The indemnification provision in the Agreement unequivocally stated that L & R would indemnify IP for even damages caused by IP's own negligence:
[L & R] agrees to defend, indemnify, and hold [IP] harmless from and against any and all claims, losses, demands, liens, causes of action or suits, judgments, fines, assessments, liabilities, damages and injuries (including death) of whatever kind or nature, including to all persons or property, arising out of, on account of, or as a result of, directly or indirectly, [L & R]'s or its subcontractors' operations, performance or nonperformance under this Agreement, whether or not caused or alleged to have been caused, in whole or in part, by the negligence of IP .
Emphasis added.

DATASET CONTENT>
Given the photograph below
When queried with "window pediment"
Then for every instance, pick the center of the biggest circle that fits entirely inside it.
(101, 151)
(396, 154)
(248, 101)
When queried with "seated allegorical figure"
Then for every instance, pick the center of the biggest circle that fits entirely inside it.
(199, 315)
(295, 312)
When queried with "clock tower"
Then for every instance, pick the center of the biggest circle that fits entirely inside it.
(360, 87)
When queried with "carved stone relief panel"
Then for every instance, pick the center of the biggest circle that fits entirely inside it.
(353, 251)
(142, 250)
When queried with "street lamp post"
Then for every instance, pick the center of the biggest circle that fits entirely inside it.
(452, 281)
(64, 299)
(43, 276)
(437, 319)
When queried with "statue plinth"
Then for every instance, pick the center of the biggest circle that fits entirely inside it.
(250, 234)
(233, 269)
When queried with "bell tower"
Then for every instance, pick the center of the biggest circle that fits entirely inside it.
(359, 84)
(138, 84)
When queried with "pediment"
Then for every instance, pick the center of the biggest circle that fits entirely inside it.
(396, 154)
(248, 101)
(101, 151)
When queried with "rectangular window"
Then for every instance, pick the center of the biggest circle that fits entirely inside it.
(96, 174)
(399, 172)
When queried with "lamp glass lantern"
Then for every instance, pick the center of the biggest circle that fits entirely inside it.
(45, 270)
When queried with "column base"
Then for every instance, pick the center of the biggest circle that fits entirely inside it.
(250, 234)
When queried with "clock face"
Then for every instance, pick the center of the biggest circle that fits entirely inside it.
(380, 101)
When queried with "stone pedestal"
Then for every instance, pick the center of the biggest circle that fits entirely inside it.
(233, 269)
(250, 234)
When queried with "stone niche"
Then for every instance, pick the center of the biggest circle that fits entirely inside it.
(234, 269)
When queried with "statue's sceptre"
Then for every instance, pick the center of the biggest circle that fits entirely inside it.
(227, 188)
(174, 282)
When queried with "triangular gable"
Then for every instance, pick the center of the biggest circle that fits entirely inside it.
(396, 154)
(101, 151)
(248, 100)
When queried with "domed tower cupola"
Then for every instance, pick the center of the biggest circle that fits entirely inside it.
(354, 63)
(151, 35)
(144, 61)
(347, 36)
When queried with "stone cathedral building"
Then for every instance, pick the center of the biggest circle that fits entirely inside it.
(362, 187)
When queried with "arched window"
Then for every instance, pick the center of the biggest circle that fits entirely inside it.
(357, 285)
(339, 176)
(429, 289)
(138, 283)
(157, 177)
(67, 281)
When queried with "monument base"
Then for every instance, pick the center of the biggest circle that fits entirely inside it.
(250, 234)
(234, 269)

TASK A> In the indemnification excerpt, which party agrees to defend, indemnify, and hold IP harmless?
TASK B> Locate every line in the rows that contains the word "stone" and copy each one. Case counts.

CORRECT ANSWER A> L & R

CORRECT ANSWER B>
When queried with "carved stone relief panel"
When queried with "stone pedestal"
When queried with "stone niche"
When queried with "stone cathedral building"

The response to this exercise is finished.